=== Passage ===

Special Dosimetric Situations: The inspectors reviewed records for declared pregnant workers (DPW)s from November 2014 through September 2016 and discussed guidance for monitoring and instructing DPWs. Inspectors reviewed the licensees program for monitoring external dose in areas of expected dose rate gradients, including the use of multi-badging and extremity dosimetry. The inspectors evaluated the licensees neutron dosimetry program including instrumentation used to perform neutron surveys. In addition, the inspectors reviewed the licensees program for evaluation of shallow dose equivalent (SDE). The inspectors also reviewed contamination logs and evaluated events with the potential for SDE.

Problem Identification and Resolution: The inspectors reviewed and discussed selected CAP documents associated with occupational dose assessment including self-assessments. The inspectors evaluated the licensees ability to identify and resolve issues.

Inspection Criteria: The licensees occupational dose assessment activities were evaluated against the requirements of UFSAR Section 12; TS Section 5.4; 10 CFR Parts 19 and 20; and approved licensee procedures.

b. Findings

No findings were identified.

2RS5 Radiation Monitoring Instrumentation

a. Inspection Scope

The inspectors reviewed the licensees radiation monitoring instrumentation programs to verify the accuracy and operability of radiation monitoring instruments used to monitor areas, materials, and workers to ensure a radiologically safe work environment during normal operations and under postulated accident conditions.

=== Entries shown ===

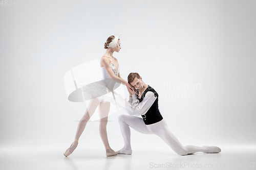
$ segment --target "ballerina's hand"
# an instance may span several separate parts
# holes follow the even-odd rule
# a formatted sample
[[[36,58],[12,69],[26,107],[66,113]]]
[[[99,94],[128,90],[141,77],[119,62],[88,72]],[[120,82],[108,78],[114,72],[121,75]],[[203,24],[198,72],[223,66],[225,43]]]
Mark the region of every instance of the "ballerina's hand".
[[[129,94],[131,95],[133,94],[136,94],[136,91],[133,89],[130,88],[127,85],[126,85],[127,89],[128,90],[128,92],[129,92]]]
[[[128,87],[129,87],[131,89],[134,89],[134,87],[133,87],[133,86],[132,86],[132,85],[131,85],[131,84],[130,84],[129,83],[127,82],[127,83],[126,84],[126,86],[128,86]]]

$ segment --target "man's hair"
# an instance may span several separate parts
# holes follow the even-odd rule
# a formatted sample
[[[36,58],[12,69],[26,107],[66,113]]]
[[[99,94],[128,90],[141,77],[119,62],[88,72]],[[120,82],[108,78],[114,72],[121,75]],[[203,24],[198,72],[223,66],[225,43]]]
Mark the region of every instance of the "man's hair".
[[[128,75],[128,78],[127,78],[128,83],[132,83],[136,77],[137,77],[138,79],[139,79],[140,77],[140,75],[139,75],[138,72],[131,72],[129,75]]]

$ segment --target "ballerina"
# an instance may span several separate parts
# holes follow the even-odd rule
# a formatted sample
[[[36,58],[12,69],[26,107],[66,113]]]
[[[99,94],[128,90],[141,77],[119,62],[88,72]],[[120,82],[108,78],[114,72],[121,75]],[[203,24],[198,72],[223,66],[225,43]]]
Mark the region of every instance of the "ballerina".
[[[119,37],[113,35],[109,37],[106,42],[105,42],[104,48],[106,49],[106,51],[100,61],[103,75],[102,81],[82,88],[83,95],[90,95],[91,100],[84,115],[78,123],[74,140],[63,154],[66,157],[71,154],[77,147],[78,140],[87,123],[98,106],[100,117],[99,134],[105,147],[106,155],[111,156],[117,154],[110,147],[106,132],[110,102],[116,105],[116,98],[119,100],[122,99],[114,91],[117,86],[117,84],[121,83],[130,88],[133,87],[127,81],[121,78],[118,61],[113,56],[114,52],[118,53],[121,49],[121,41]]]
[[[128,82],[133,87],[137,88],[137,91],[127,86],[130,94],[130,104],[126,109],[130,115],[122,114],[118,117],[124,146],[117,151],[118,154],[130,155],[132,153],[130,127],[142,133],[158,135],[180,155],[198,152],[217,153],[221,151],[220,148],[215,146],[205,145],[201,147],[188,145],[183,147],[168,129],[165,120],[160,114],[158,109],[157,92],[152,87],[144,83],[141,77],[137,72],[129,74]],[[136,116],[140,115],[142,118]]]

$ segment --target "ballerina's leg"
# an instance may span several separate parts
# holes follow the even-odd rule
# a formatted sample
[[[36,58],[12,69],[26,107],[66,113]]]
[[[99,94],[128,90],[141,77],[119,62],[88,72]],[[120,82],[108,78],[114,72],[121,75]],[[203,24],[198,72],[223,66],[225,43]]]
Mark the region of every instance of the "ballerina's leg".
[[[106,132],[106,125],[108,124],[110,109],[110,102],[101,102],[100,103],[99,106],[99,114],[100,117],[99,132],[106,150],[106,156],[113,156],[117,155],[117,153],[115,152],[115,151],[110,148],[108,138],[108,133]]]
[[[99,106],[99,115],[100,117],[99,132],[105,147],[109,145],[106,132],[106,125],[108,124],[110,108],[110,102],[101,102]]]
[[[148,127],[154,134],[159,136],[174,152],[179,155],[186,155],[198,152],[206,152],[207,151],[205,147],[191,145],[183,147],[176,137],[168,129],[165,120],[159,124],[152,126],[150,126]]]
[[[86,113],[82,116],[77,126],[76,135],[75,136],[75,141],[78,141],[80,136],[82,134],[87,122],[89,120],[91,117],[92,116],[96,109],[100,103],[100,101],[97,98],[91,99],[89,104],[87,106]]]

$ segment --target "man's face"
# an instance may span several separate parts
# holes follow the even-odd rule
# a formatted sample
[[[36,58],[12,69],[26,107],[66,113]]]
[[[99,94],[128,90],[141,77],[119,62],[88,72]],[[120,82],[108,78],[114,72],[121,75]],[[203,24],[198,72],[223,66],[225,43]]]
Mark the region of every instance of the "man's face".
[[[140,79],[138,79],[137,77],[135,77],[133,82],[131,83],[131,85],[137,89],[140,90],[142,87],[141,83],[141,77]]]

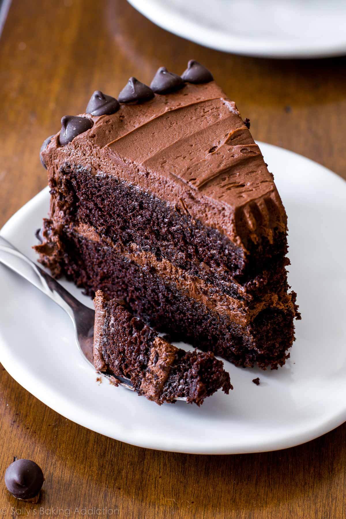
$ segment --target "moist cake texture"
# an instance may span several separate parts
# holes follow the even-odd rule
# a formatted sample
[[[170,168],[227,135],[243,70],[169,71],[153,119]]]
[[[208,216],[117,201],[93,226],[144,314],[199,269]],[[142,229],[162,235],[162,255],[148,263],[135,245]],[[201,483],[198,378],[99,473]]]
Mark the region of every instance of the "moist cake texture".
[[[63,118],[40,153],[50,210],[35,249],[156,330],[275,368],[299,318],[285,209],[248,120],[197,62],[178,77],[131,78],[120,104],[96,91]]]
[[[131,380],[140,395],[161,404],[185,398],[198,405],[222,388],[233,389],[211,352],[185,351],[159,337],[116,299],[99,290],[94,299],[94,364],[98,371]]]

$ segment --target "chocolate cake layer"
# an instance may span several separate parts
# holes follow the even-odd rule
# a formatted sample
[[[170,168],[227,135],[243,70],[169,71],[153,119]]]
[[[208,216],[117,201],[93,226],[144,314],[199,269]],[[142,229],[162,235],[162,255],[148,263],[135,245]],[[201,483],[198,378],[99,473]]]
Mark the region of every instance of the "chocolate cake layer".
[[[160,69],[158,94],[131,78],[120,106],[94,93],[89,111],[107,115],[63,118],[41,154],[51,202],[36,250],[158,330],[275,368],[299,318],[286,213],[248,120],[201,70],[184,84]]]
[[[111,115],[85,116],[90,129],[63,146],[58,134],[42,152],[51,180],[65,163],[114,176],[179,208],[244,252],[286,233],[273,176],[234,103],[214,81],[122,105]]]
[[[274,244],[265,237],[253,243],[245,255],[218,231],[192,222],[189,215],[113,177],[65,163],[50,185],[53,221],[60,228],[71,221],[84,222],[114,242],[134,243],[230,295],[248,292],[251,297],[254,286],[265,290],[268,283],[275,289],[275,278],[281,274],[279,281],[284,280],[284,233],[275,235]]]
[[[129,379],[140,395],[161,404],[186,398],[198,405],[220,388],[233,389],[223,363],[210,352],[185,351],[170,344],[116,299],[101,291],[94,300],[96,370]]]
[[[284,309],[268,308],[245,325],[188,297],[148,265],[143,267],[113,247],[74,233],[65,237],[64,273],[87,294],[102,290],[126,302],[137,317],[238,365],[282,365],[294,339],[295,295]],[[292,297],[292,299],[290,298]]]

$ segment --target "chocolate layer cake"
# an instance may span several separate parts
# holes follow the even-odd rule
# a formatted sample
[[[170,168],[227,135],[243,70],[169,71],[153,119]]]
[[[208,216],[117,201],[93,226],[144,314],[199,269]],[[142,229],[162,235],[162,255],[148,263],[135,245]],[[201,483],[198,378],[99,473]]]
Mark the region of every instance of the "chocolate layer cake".
[[[159,337],[123,304],[96,293],[94,364],[100,372],[131,380],[139,395],[157,404],[186,398],[198,405],[222,388],[233,388],[211,352],[185,351]],[[118,385],[116,378],[113,381]]]
[[[51,201],[35,248],[175,338],[238,365],[282,365],[299,318],[287,217],[235,103],[193,60],[130,78],[41,149]]]

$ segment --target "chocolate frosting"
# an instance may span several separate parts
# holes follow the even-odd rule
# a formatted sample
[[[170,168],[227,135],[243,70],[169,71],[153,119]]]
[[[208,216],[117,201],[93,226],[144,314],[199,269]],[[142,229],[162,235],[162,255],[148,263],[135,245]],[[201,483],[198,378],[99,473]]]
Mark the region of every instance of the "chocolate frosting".
[[[182,74],[182,79],[187,83],[209,83],[213,78],[205,66],[196,60],[190,60],[187,69]]]
[[[41,155],[41,154],[42,152],[44,151],[44,149],[45,149],[47,147],[47,146],[48,145],[48,144],[51,141],[52,138],[53,136],[54,136],[53,135],[49,135],[49,137],[47,137],[47,139],[45,139],[45,140],[42,143],[41,147],[39,148],[39,160],[41,161],[41,164],[45,169],[47,169],[47,166],[45,164],[44,161],[42,158],[42,155]]]
[[[184,84],[180,76],[161,66],[150,83],[150,88],[157,94],[168,94],[182,88]]]
[[[140,103],[149,101],[154,96],[151,88],[132,77],[130,78],[119,94],[119,100],[120,103]]]
[[[64,115],[61,119],[59,140],[62,146],[72,142],[75,137],[90,129],[93,125],[90,119],[75,115]]]
[[[216,229],[245,253],[249,240],[286,232],[273,175],[214,81],[90,117],[91,129],[63,147],[57,135],[42,152],[50,176],[65,161],[114,175]],[[52,214],[53,197],[51,203]]]
[[[110,115],[115,114],[120,107],[115,98],[95,90],[90,98],[86,112],[92,115]]]
[[[140,251],[134,243],[125,246],[120,243],[113,243],[109,239],[101,238],[93,227],[85,224],[79,224],[74,230],[80,236],[88,240],[100,242],[102,244],[111,247],[117,252],[130,261],[134,262],[145,270],[152,271],[161,277],[164,282],[172,285],[174,290],[181,292],[183,295],[201,303],[208,310],[227,317],[230,322],[233,322],[241,326],[246,326],[252,322],[260,312],[266,308],[276,308],[285,311],[287,309],[294,311],[293,303],[290,294],[284,290],[281,293],[269,292],[260,301],[249,306],[247,303],[242,299],[232,297],[224,294],[213,285],[195,276],[190,276],[184,270],[175,266],[165,258],[158,260],[155,255],[149,252]],[[100,353],[100,345],[102,339],[102,327],[98,324],[98,320],[103,321],[103,304],[104,299],[96,292],[94,300],[96,315],[94,332],[94,359],[98,362],[102,358]],[[98,364],[98,369],[102,371],[102,361]]]

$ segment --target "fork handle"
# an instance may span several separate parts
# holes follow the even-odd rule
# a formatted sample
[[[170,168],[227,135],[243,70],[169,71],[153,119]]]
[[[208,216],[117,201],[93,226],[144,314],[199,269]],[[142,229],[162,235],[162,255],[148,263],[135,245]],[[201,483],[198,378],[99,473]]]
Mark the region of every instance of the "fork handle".
[[[73,319],[73,308],[79,304],[63,286],[51,276],[0,236],[0,263],[6,265],[29,281]]]

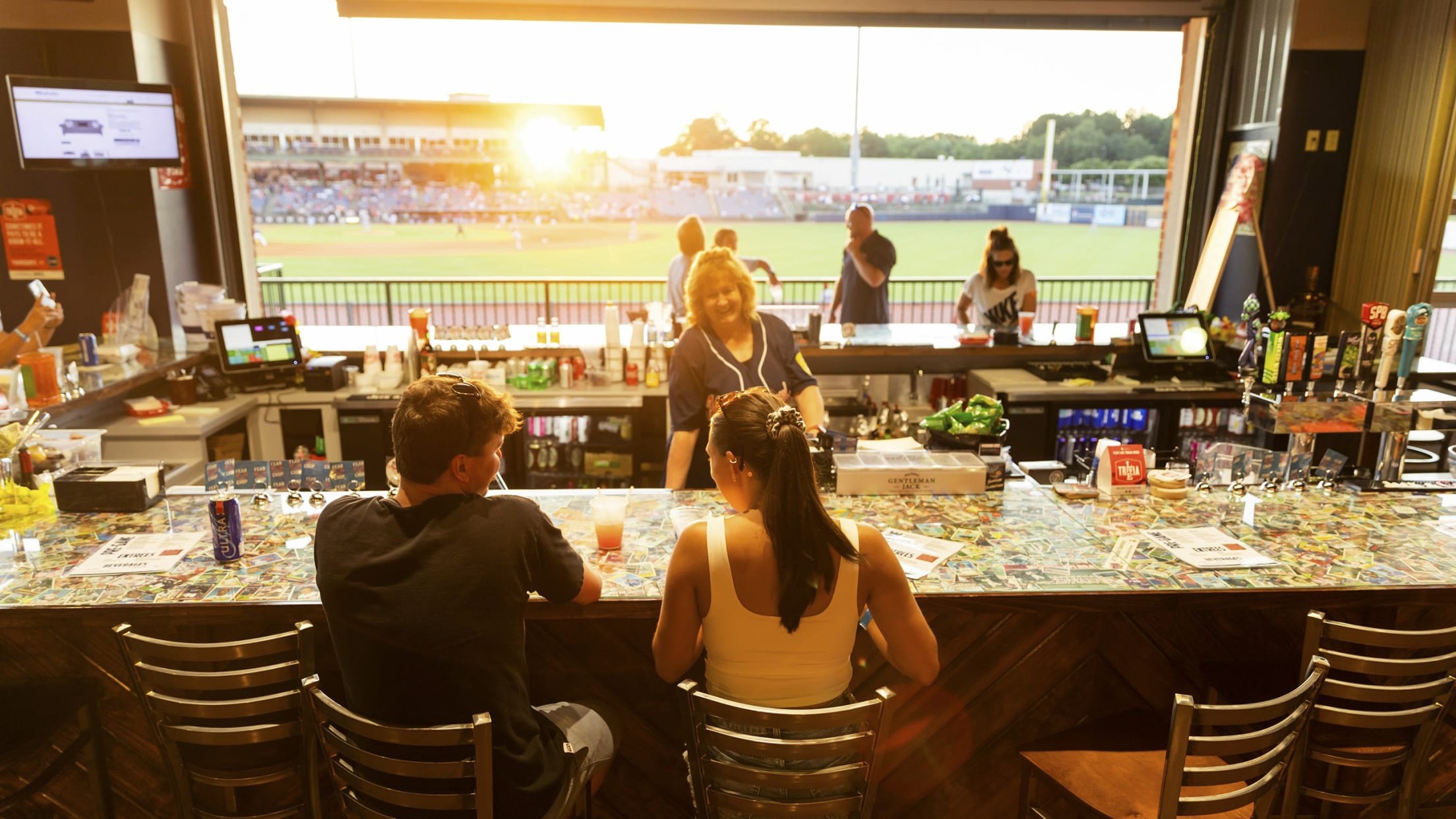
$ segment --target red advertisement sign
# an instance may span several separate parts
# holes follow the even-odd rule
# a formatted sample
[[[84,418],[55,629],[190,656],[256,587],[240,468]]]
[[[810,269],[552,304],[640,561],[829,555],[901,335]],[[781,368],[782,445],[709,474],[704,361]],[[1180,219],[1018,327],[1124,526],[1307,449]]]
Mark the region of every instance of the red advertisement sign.
[[[0,242],[10,278],[66,278],[47,200],[0,200]]]
[[[1147,459],[1142,444],[1109,446],[1098,459],[1096,488],[1107,495],[1147,493]]]
[[[186,128],[183,128],[182,106],[175,106],[178,124],[178,157],[181,168],[157,168],[157,188],[179,191],[192,187],[192,160],[186,156]]]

===

**Given instruction 1:** In the inspection report, copy the stretch from "Problem Identification and" through "approved licensee procedures.", swapping "occupational dose assessment" for "worker dose evaluation".
**Given instruction 2:** According to the inspection report, what were the licensee's occupational dose assessment activities evaluated against?
**Given instruction 3:** Go on with the inspection report from the point where it stops.
The records come from a different source than the inspection report.

**Written reply 1:**
Problem Identification and Resolution: The inspectors reviewed and discussed selected CAP documents associated with worker dose evaluation including self-assessments. The inspectors evaluated the licensees ability to identify and resolve issues.

Inspection Criteria: The licensees worker dose evaluation activities were evaluated against the requirements of UFSAR Section 12; TS Section 5.4; 10 CFR Parts 19 and 20; and approved licensee procedures.

**Written reply 2:** The requirements of UFSAR Section 12; TS Section 5.4; 10 CFR Parts 19 and 20; and approved licensee procedures.

**Written reply 3:**
Walkdowns and Observations: During tours of the site areas, the inspectors observed installed radiation detection equipment including the following instrument types: area radiation monitors (ARMs), continuous air monitors (CAMs), personnel contamination monitors (PCMs), small article monitors (SAMs), and portal monitors (PMs). The inspectors observed the calibration status, physical location, material condition and compared technical specifications for this equipment with UFSAR requirements. In addition, the inspectors observed the calibration status and functional checks of selected in-service portable instruments and discussed the bases for established frequencies and source ranges with RP staff personnel. The inspectors reviewed periodic source check records for compliance with plant procedures and manufacturers recommendation for selected instruments and observed the material condition of sources used.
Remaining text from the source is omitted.